*Action item*
Lines to return, exactly: from the line with "box: [308, 152, 565, 278]" to the line with "192L348 242L327 247ZM312" in the entries below, both included.

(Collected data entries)
━━━━━━━━━━

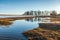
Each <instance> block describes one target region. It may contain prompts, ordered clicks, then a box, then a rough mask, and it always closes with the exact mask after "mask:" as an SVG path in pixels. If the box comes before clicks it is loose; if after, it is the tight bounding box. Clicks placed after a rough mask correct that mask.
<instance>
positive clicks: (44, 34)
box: [23, 28, 60, 40]
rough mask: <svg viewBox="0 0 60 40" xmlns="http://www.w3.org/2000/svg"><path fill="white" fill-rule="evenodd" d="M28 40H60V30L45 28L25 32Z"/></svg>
mask: <svg viewBox="0 0 60 40" xmlns="http://www.w3.org/2000/svg"><path fill="white" fill-rule="evenodd" d="M23 34H24V36H26V38H28V40H60V30H48V29H44V28H35V29H33V30H29V31H26V32H23Z"/></svg>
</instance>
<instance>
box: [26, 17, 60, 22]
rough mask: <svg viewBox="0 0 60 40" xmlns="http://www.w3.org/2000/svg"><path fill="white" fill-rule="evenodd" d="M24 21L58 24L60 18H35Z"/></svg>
mask: <svg viewBox="0 0 60 40" xmlns="http://www.w3.org/2000/svg"><path fill="white" fill-rule="evenodd" d="M26 21H31V22H60V18H52V17H35V18H30V19H26Z"/></svg>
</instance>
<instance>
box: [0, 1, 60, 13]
mask: <svg viewBox="0 0 60 40" xmlns="http://www.w3.org/2000/svg"><path fill="white" fill-rule="evenodd" d="M31 10H33V11H35V10H36V11H38V10H41V11H42V10H47V11H50V10H57V11H58V12H59V11H60V0H0V14H23V13H24V12H25V11H31Z"/></svg>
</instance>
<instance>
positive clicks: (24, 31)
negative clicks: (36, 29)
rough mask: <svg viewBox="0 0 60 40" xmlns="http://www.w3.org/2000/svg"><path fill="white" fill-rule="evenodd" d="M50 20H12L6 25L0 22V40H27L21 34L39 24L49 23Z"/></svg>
mask: <svg viewBox="0 0 60 40" xmlns="http://www.w3.org/2000/svg"><path fill="white" fill-rule="evenodd" d="M50 21H51V20H50V18H48V17H47V18H41V17H36V18H29V19H23V20H14V21H9V22H6V23H7V25H6V23H4V22H3V23H2V22H0V40H27V38H25V37H24V35H23V34H22V33H23V32H25V31H28V30H32V29H34V28H37V27H39V24H38V23H39V22H50Z"/></svg>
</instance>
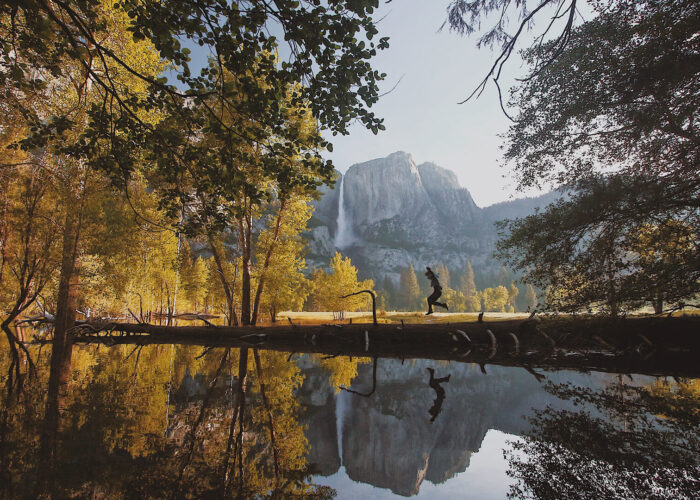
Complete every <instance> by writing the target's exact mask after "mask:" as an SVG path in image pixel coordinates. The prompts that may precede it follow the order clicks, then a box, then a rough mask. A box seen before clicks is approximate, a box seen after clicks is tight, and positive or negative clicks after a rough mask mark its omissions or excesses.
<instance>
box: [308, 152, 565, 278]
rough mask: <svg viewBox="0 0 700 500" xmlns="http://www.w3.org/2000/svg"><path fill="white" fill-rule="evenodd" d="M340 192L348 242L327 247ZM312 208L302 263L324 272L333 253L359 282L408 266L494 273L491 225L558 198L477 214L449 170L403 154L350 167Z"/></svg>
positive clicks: (549, 194) (491, 210) (391, 271)
mask: <svg viewBox="0 0 700 500" xmlns="http://www.w3.org/2000/svg"><path fill="white" fill-rule="evenodd" d="M341 185H342V186H343V201H344V214H343V215H344V217H345V219H344V220H343V222H344V223H345V224H346V225H349V227H350V230H351V231H352V235H353V239H352V240H351V241H345V242H344V245H342V246H343V248H341V249H337V248H336V247H335V245H334V240H335V235H336V231H337V227H338V214H339V206H338V202H339V193H338V190H339V188H340V186H341ZM321 191H322V197H321V199H320V200H319V201H316V202H314V208H315V212H314V215H313V217H312V220H311V221H310V229H309V231H307V233H306V240H307V242H308V244H309V254H308V255H307V261H308V262H309V263H310V265H312V266H325V265H327V264H328V261H329V260H330V257H331V256H332V255H333V253H335V251H337V250H341V251H342V253H343V254H345V255H348V256H350V257H351V258H352V259H353V262H354V263H355V265H357V267H358V269H359V271H360V274H361V275H362V276H364V277H373V278H374V279H375V280H379V279H383V277H384V275H386V274H389V275H390V276H392V278H396V279H398V273H399V272H400V270H401V269H402V268H404V267H406V266H408V264H409V263H411V264H413V265H414V267H416V268H418V269H421V268H423V267H424V266H425V265H430V264H435V263H437V262H443V263H445V264H446V265H447V266H448V267H449V268H450V269H462V268H464V267H465V266H466V263H467V261H471V262H472V264H473V265H478V266H480V267H481V268H482V269H494V268H498V267H500V265H501V264H500V263H499V262H496V261H495V260H494V259H493V256H492V253H493V249H494V244H495V241H496V239H497V232H496V229H495V227H494V222H495V221H497V220H500V219H503V218H514V217H523V216H526V215H528V214H530V213H533V212H534V211H535V209H536V208H537V207H544V206H546V205H547V204H549V203H551V202H552V201H554V200H556V199H557V198H558V197H559V196H560V195H559V194H558V193H556V192H552V193H548V194H545V195H543V196H539V197H535V198H525V199H517V200H512V201H506V202H502V203H497V204H494V205H491V206H488V207H485V208H479V207H478V206H477V205H476V203H475V202H474V200H473V199H472V196H471V194H470V192H469V190H468V189H466V188H464V187H462V186H460V184H459V181H458V180H457V176H456V175H455V173H454V172H452V171H451V170H448V169H445V168H443V167H440V166H439V165H436V164H435V163H432V162H425V163H421V164H420V165H416V164H415V162H414V161H413V158H412V157H411V155H410V154H409V153H406V152H404V151H397V152H395V153H392V154H390V155H389V156H387V157H385V158H376V159H373V160H369V161H366V162H362V163H357V164H355V165H352V166H351V167H350V168H348V170H347V172H346V173H345V175H344V176H343V175H342V174H340V173H339V172H338V180H337V181H336V184H335V188H334V189H329V188H327V187H324V188H323V189H322V190H321Z"/></svg>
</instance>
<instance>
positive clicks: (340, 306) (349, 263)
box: [312, 252, 374, 311]
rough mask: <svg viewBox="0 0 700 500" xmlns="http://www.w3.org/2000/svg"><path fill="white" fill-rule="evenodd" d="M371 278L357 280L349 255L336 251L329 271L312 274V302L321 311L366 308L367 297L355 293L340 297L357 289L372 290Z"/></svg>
mask: <svg viewBox="0 0 700 500" xmlns="http://www.w3.org/2000/svg"><path fill="white" fill-rule="evenodd" d="M373 288H374V282H373V281H372V280H364V281H358V279H357V268H355V266H353V265H352V262H351V260H350V258H349V257H343V256H342V255H341V254H340V252H336V254H335V255H334V256H333V258H332V259H331V262H330V270H329V272H327V273H326V272H317V273H315V274H314V276H313V297H314V298H313V299H312V300H313V302H314V303H315V304H316V305H317V307H319V310H321V311H358V310H366V309H367V297H366V296H364V295H356V296H354V297H348V298H345V299H343V298H341V297H342V296H343V295H347V294H350V293H353V292H357V291H359V290H372V291H373Z"/></svg>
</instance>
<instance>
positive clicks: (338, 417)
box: [335, 391, 348, 467]
mask: <svg viewBox="0 0 700 500" xmlns="http://www.w3.org/2000/svg"><path fill="white" fill-rule="evenodd" d="M345 396H346V393H345V391H340V392H339V393H338V394H336V395H335V432H336V435H337V437H338V457H340V465H341V467H342V465H343V430H344V429H343V428H344V425H343V423H344V422H345V413H346V412H347V405H348V403H347V401H346V399H345Z"/></svg>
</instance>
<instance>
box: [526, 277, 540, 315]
mask: <svg viewBox="0 0 700 500" xmlns="http://www.w3.org/2000/svg"><path fill="white" fill-rule="evenodd" d="M525 306H526V307H527V310H528V311H533V310H534V309H535V308H536V307H537V294H536V293H535V289H534V287H533V286H532V285H530V284H529V283H528V284H527V286H526V287H525Z"/></svg>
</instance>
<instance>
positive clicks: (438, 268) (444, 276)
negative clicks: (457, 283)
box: [435, 262, 450, 288]
mask: <svg viewBox="0 0 700 500" xmlns="http://www.w3.org/2000/svg"><path fill="white" fill-rule="evenodd" d="M435 273H436V274H437V275H438V279H439V280H440V285H442V287H443V288H450V270H449V268H448V267H447V266H446V265H445V264H443V263H442V262H440V263H439V264H438V265H437V266H436V267H435Z"/></svg>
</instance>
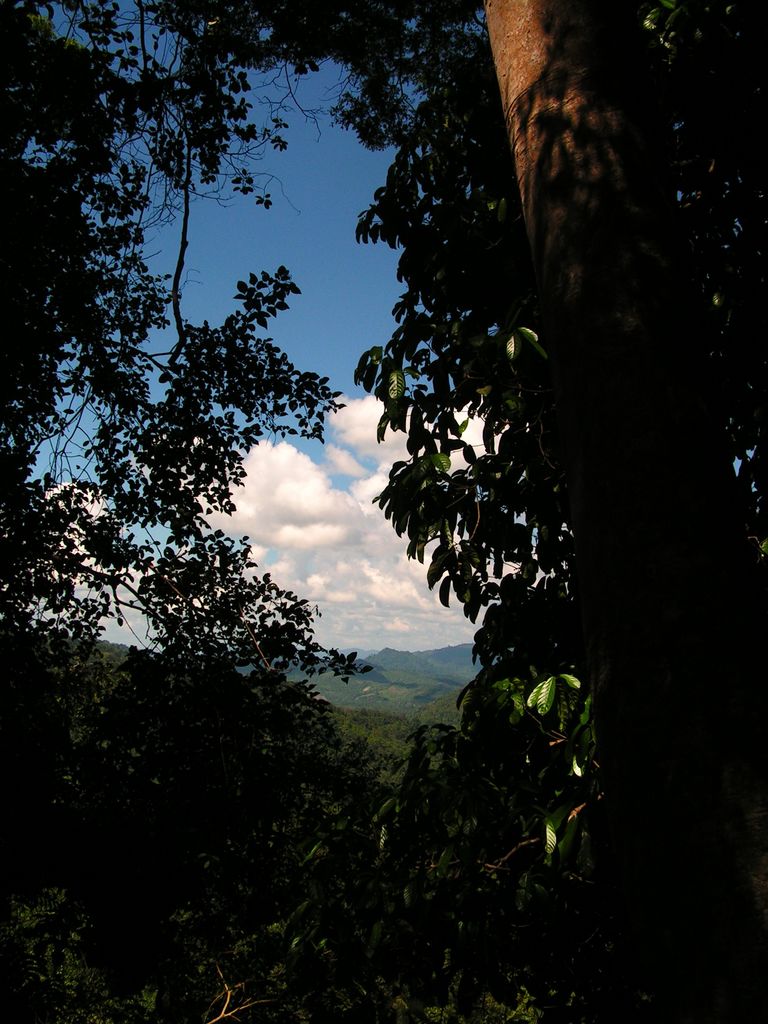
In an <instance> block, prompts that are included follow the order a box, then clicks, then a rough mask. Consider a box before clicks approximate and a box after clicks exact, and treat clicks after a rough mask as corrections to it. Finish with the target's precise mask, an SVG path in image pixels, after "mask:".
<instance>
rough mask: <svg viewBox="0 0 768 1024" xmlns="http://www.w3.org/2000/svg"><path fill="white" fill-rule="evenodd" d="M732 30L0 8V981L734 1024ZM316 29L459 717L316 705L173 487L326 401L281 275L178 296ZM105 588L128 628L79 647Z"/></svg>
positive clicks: (652, 5)
mask: <svg viewBox="0 0 768 1024" xmlns="http://www.w3.org/2000/svg"><path fill="white" fill-rule="evenodd" d="M566 8H567V9H566ZM765 22H766V15H765V13H764V11H763V9H762V6H761V5H758V4H748V3H745V2H743V3H742V2H739V0H736V2H732V3H729V2H725V0H658V2H654V0H651V2H633V3H630V2H626V3H615V2H613V0H610V2H607V0H606V2H602V0H593V2H591V3H590V2H587V0H578V2H577V0H573V2H572V3H569V4H567V5H562V4H558V3H555V2H547V0H488V2H487V3H486V5H485V9H484V10H483V7H482V5H481V4H476V3H472V2H468V0H442V2H440V3H435V2H430V0H359V2H354V3H341V2H338V0H317V2H316V3H312V4H304V5H296V4H293V3H287V2H283V0H272V2H270V3H261V2H259V0H248V2H234V0H132V2H121V3H112V2H109V0H108V2H97V3H82V2H80V0H65V2H60V3H55V4H48V3H36V2H32V0H1V2H0V78H1V79H2V90H1V92H0V125H1V126H2V127H1V128H0V183H1V184H2V191H3V195H4V197H5V210H4V223H3V231H2V234H1V237H0V269H1V271H2V272H0V292H1V295H2V308H3V311H4V324H5V341H4V343H3V346H2V350H1V351H0V368H1V369H2V373H1V374H0V467H1V468H2V497H1V498H0V659H1V664H2V665H3V669H4V672H3V676H4V678H3V683H2V686H1V687H0V731H1V735H0V767H1V774H2V782H3V792H4V807H5V816H4V817H5V828H4V829H3V836H2V840H1V841H0V842H1V844H2V854H3V863H4V864H5V869H4V871H3V878H2V891H1V892H0V963H1V964H2V973H3V977H4V978H5V979H6V984H5V987H4V996H3V1004H2V1005H3V1011H4V1013H5V1014H6V1016H7V1017H8V1019H10V1020H14V1021H19V1022H28V1021H29V1022H41V1024H42V1022H50V1024H82V1022H89V1024H143V1022H150V1021H160V1022H169V1024H181V1022H184V1024H186V1022H191V1021H199V1022H201V1024H214V1022H217V1021H223V1020H238V1021H241V1022H246V1024H247V1022H252V1024H258V1022H262V1021H263V1022H269V1024H280V1022H286V1024H289V1022H295V1024H299V1022H317V1024H325V1022H326V1021H330V1020H338V1021H347V1022H350V1024H352V1022H360V1024H362V1022H366V1024H368V1022H372V1024H373V1022H382V1024H383V1022H388V1021H393V1022H398V1024H399V1022H406V1021H420V1020H424V1021H432V1022H438V1021H439V1022H449V1021H451V1022H456V1024H459V1022H462V1024H463V1022H472V1024H479V1022H488V1024H492V1022H493V1024H496V1022H502V1021H525V1022H532V1021H540V1020H541V1021H543V1022H545V1024H558V1022H563V1024H566V1022H567V1024H579V1022H583V1024H614V1022H616V1021H622V1022H624V1021H627V1022H632V1021H638V1022H642V1021H649V1022H650V1021H653V1022H658V1021H662V1022H669V1024H690V1022H692V1021H696V1022H697V1024H710V1022H712V1024H735V1022H736V1021H742V1020H759V1019H760V1017H761V1015H762V1013H763V1012H764V1011H763V1008H764V1006H765V1004H766V1001H767V1000H768V993H767V992H766V991H765V988H766V985H768V969H767V967H768V937H767V935H766V926H765V921H766V920H767V916H768V913H767V910H768V908H767V907H766V895H765V894H766V890H767V889H768V886H767V884H766V879H765V874H764V871H765V867H764V865H765V863H766V851H767V850H768V825H767V824H766V822H768V812H767V811H766V767H765V757H764V749H765V721H766V717H767V713H768V708H767V707H766V700H767V699H768V698H766V696H765V687H764V686H762V685H761V678H762V669H763V656H762V651H761V647H760V642H761V639H762V636H763V635H764V629H765V627H764V618H765V603H766V593H765V590H766V586H765V585H766V581H765V557H766V553H767V552H768V518H767V510H766V503H765V502H764V501H763V498H764V492H766V489H767V487H768V483H767V479H766V459H765V452H764V443H765V438H764V433H765V430H766V424H768V373H767V372H766V371H767V369H768V368H767V355H766V347H765V344H764V338H765V333H766V312H765V302H764V299H763V295H764V293H765V284H766V283H765V272H766V263H765V252H766V241H767V240H766V222H767V220H768V208H767V206H766V204H767V202H768V201H767V198H766V187H765V183H766V178H767V175H766V170H767V169H766V166H765V157H764V156H763V155H762V151H761V150H760V147H759V145H758V144H757V141H756V139H757V138H758V136H759V130H760V127H761V126H762V125H763V124H765V122H766V113H767V112H766V110H765V103H766V95H765V85H764V81H763V71H762V67H763V66H762V60H761V57H762V52H761V51H762V46H763V42H764V39H765V28H766V24H765ZM324 61H334V62H335V65H336V66H338V67H339V68H340V69H342V70H343V71H344V75H345V78H344V85H343V87H342V88H341V89H340V91H339V94H338V96H337V97H336V102H335V104H334V111H333V116H334V117H335V118H336V119H337V121H338V122H339V123H340V124H342V125H344V126H345V127H347V128H348V129H349V130H351V131H354V132H355V133H356V135H357V137H358V138H359V140H360V143H361V144H364V145H367V146H370V147H383V146H387V145H390V146H393V148H394V157H393V161H392V164H391V167H390V169H389V172H388V174H387V177H386V180H385V181H384V182H382V184H381V186H380V187H379V188H378V189H377V190H376V193H375V195H374V196H373V197H372V199H371V205H370V207H369V209H367V210H365V211H362V212H361V215H360V218H359V221H358V223H357V226H356V230H357V237H358V240H359V241H360V242H361V243H364V244H380V245H389V246H391V247H392V248H395V249H397V250H398V252H399V263H398V279H399V281H400V283H401V285H402V294H401V297H400V299H399V300H398V302H397V304H396V306H395V308H394V309H393V333H392V336H391V338H389V339H386V338H382V339H381V340H380V341H379V342H378V343H377V344H375V345H373V346H372V347H371V348H370V349H369V350H368V351H367V352H365V353H364V354H362V355H361V357H360V359H359V364H358V366H357V379H358V382H359V383H360V384H361V385H362V386H364V387H365V388H366V389H367V390H369V391H371V392H372V393H374V394H375V395H376V396H377V397H378V398H379V399H380V401H381V413H382V415H381V421H380V424H379V433H380V436H381V437H383V436H385V435H386V434H387V433H388V432H390V431H395V432H397V431H399V432H402V433H404V434H406V435H407V440H408V458H406V459H403V460H402V461H399V462H397V463H395V464H394V465H393V466H392V468H391V472H390V475H389V480H388V483H387V485H386V486H385V488H384V490H383V492H382V494H381V496H380V498H379V504H380V506H381V509H382V510H383V514H385V515H386V516H387V517H388V518H389V519H390V520H391V522H392V525H393V527H394V529H395V530H396V531H397V534H398V535H400V536H401V538H402V543H403V546H407V547H408V551H409V554H410V555H411V556H412V557H413V558H415V559H418V560H419V561H421V562H423V563H425V577H426V581H425V582H426V584H428V586H429V587H432V588H436V589H437V592H438V593H439V597H440V600H441V601H442V602H443V604H445V605H447V604H450V603H453V602H459V603H460V604H461V606H462V607H463V608H464V611H465V613H466V615H467V616H468V618H469V620H471V621H472V622H473V623H476V624H477V630H478V631H477V634H476V638H475V647H474V653H475V658H476V664H475V670H474V671H475V677H476V678H475V679H474V681H473V682H472V683H471V685H468V686H466V687H465V688H464V689H463V690H461V695H460V708H461V712H460V713H459V712H458V711H456V709H455V708H452V709H451V710H450V713H449V712H446V711H445V710H444V709H438V710H437V711H436V712H435V711H434V710H432V711H429V710H428V708H429V706H428V705H426V706H425V709H424V710H423V711H421V712H420V713H419V714H420V716H421V717H420V718H411V719H408V720H402V719H393V718H391V717H387V716H384V715H383V713H382V714H381V715H380V716H379V715H376V714H374V713H373V712H368V713H366V714H362V713H360V712H357V711H355V712H340V711H338V710H334V709H332V707H331V705H329V703H328V701H326V700H324V699H322V698H321V696H319V690H321V689H322V683H321V681H322V680H324V679H326V678H331V677H338V679H339V680H343V679H345V678H348V677H349V676H352V675H353V674H354V673H355V672H356V671H358V670H359V668H360V666H359V665H358V664H357V658H356V655H355V654H354V653H353V652H352V653H341V652H340V651H337V650H326V649H324V648H323V647H322V646H321V645H319V644H318V643H317V641H316V639H315V638H314V636H313V633H312V609H311V607H310V606H309V604H308V603H307V602H306V601H305V600H303V599H302V598H301V596H300V595H298V596H297V595H295V594H293V593H291V592H290V591H286V590H284V589H282V588H281V586H280V581H276V580H272V579H271V577H270V575H269V574H268V573H264V572H263V571H262V570H261V569H260V568H259V566H258V565H257V564H256V560H255V559H254V557H253V553H252V551H251V549H250V547H249V545H248V542H247V541H243V542H238V541H233V540H232V539H231V538H229V537H228V536H226V535H225V534H224V532H223V531H221V530H219V529H214V528H212V527H211V525H210V518H209V517H210V515H211V514H212V513H219V512H223V513H226V512H227V511H231V509H232V496H233V495H234V493H236V489H237V487H238V484H239V483H240V482H241V481H242V479H243V475H244V460H245V459H246V457H247V454H248V452H249V451H251V450H252V449H253V446H254V445H256V444H258V443H259V441H260V439H263V438H266V437H280V436H289V437H290V436H302V437H307V438H321V437H322V436H323V429H324V418H325V417H326V415H327V414H329V413H330V412H332V411H333V410H334V409H335V408H336V407H337V404H338V400H339V395H338V394H336V393H335V392H334V391H333V390H332V388H331V387H330V384H329V381H328V380H327V379H326V378H324V377H319V376H317V375H316V374H312V373H308V372H305V371H302V370H301V369H298V368H296V367H294V366H293V365H292V362H291V361H290V360H289V359H288V357H287V356H286V354H285V353H284V352H283V351H282V350H281V349H280V348H279V346H278V344H275V342H274V341H273V340H272V339H271V338H270V337H268V335H267V332H268V330H271V325H272V322H273V321H275V318H276V324H278V325H279V316H280V313H281V312H282V311H283V310H285V309H286V308H287V306H288V304H289V303H290V301H291V299H292V296H294V295H295V294H296V292H297V286H296V284H295V283H294V282H293V280H292V278H291V273H290V270H289V269H288V268H287V267H285V266H279V267H272V268H269V269H263V268H261V267H258V268H250V267H244V268H243V275H242V279H241V280H240V281H238V282H237V284H236V283H233V290H234V291H236V293H237V298H236V301H237V305H236V306H234V307H233V309H232V311H231V312H230V313H229V314H228V315H226V316H225V317H224V318H223V321H222V323H220V324H212V323H209V322H208V321H204V322H203V323H193V322H190V321H189V319H188V318H187V316H186V314H185V310H184V305H183V301H182V296H181V289H180V282H181V280H182V275H183V272H184V265H185V264H184V259H185V253H186V249H187V246H188V241H189V230H190V219H189V211H190V208H191V207H193V205H194V203H195V202H196V201H197V200H198V199H199V198H200V197H201V196H202V195H204V194H209V195H211V194H215V195H217V196H222V197H225V196H232V195H236V196H237V195H241V196H245V197H248V198H249V199H250V201H252V202H255V203H257V204H260V205H262V206H263V207H265V208H268V206H269V204H270V202H271V200H270V197H269V195H268V191H267V190H266V189H265V188H263V187H262V179H261V178H260V177H259V175H258V174H257V173H256V170H255V162H256V161H257V160H259V159H264V160H272V159H273V160H275V161H276V160H279V158H280V153H281V151H282V150H283V148H284V147H285V145H286V139H285V137H284V130H285V128H286V127H287V122H286V119H288V118H290V116H291V113H290V112H291V102H292V94H291V89H290V82H291V81H296V80H297V79H300V78H302V77H304V76H309V75H312V74H314V73H315V72H316V71H317V69H318V67H319V66H321V65H322V63H323V62H324ZM275 72H280V73H281V74H275ZM284 73H285V74H284ZM282 82H286V83H289V85H288V86H287V87H286V89H282V87H281V83H282ZM257 94H258V97H259V102H258V103H255V102H254V97H255V96H256V95H257ZM159 224H167V225H169V224H173V225H175V228H176V231H177V239H178V248H177V251H176V252H174V254H173V260H172V269H171V272H170V273H169V274H168V275H163V274H159V273H156V272H155V271H154V270H153V268H152V265H151V259H150V253H148V252H147V242H146V239H147V234H148V232H150V231H151V230H152V229H153V227H155V226H157V225H159ZM353 230H354V225H350V231H353ZM350 287H352V284H351V283H350ZM274 330H275V333H279V327H275V328H274ZM159 337H162V338H163V339H165V340H164V341H163V342H162V343H159V342H158V338H159ZM168 337H170V338H171V340H170V342H168V341H167V338H168ZM470 418H479V419H480V420H481V421H482V423H483V443H482V445H481V446H480V449H479V450H478V449H477V447H476V446H475V445H473V444H470V443H468V442H467V440H466V431H467V423H468V420H469V419H470ZM128 614H140V615H141V616H142V617H143V621H145V622H146V623H147V624H148V628H150V632H151V636H152V637H153V642H152V643H151V644H150V645H148V646H138V645H137V646H136V647H134V648H132V649H130V650H129V651H127V652H126V651H124V650H121V649H117V648H115V647H112V646H110V645H104V644H103V643H100V642H99V637H100V635H101V631H102V629H103V624H104V622H106V621H109V620H110V618H113V620H115V621H118V622H120V621H122V620H123V618H124V617H125V616H126V615H128ZM349 641H350V643H353V642H354V638H349ZM467 682H468V683H469V679H467Z"/></svg>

━━━━━━━━━━

*Written answer*
box: [308, 152, 565, 278]
rough mask: <svg viewBox="0 0 700 500" xmlns="http://www.w3.org/2000/svg"><path fill="white" fill-rule="evenodd" d="M340 192L348 242L327 247ZM312 208L302 263L324 272L333 253L359 282L408 266L494 273L491 225L558 198L477 214L449 170L403 154L350 167Z"/></svg>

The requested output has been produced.